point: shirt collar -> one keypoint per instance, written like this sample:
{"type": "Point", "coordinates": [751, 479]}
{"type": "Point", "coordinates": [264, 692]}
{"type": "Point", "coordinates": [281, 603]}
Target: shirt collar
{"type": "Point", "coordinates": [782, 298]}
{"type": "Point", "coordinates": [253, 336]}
===============
• _DIRECTIONS_
Reproduce the listing above in full, word for word.

• _ANSWER TO THIS PROBLEM_
point: shirt collar -> one keypoint per instance, written like this sample:
{"type": "Point", "coordinates": [751, 479]}
{"type": "Point", "coordinates": [264, 692]}
{"type": "Point", "coordinates": [281, 603]}
Target: shirt collar
{"type": "Point", "coordinates": [782, 298]}
{"type": "Point", "coordinates": [253, 336]}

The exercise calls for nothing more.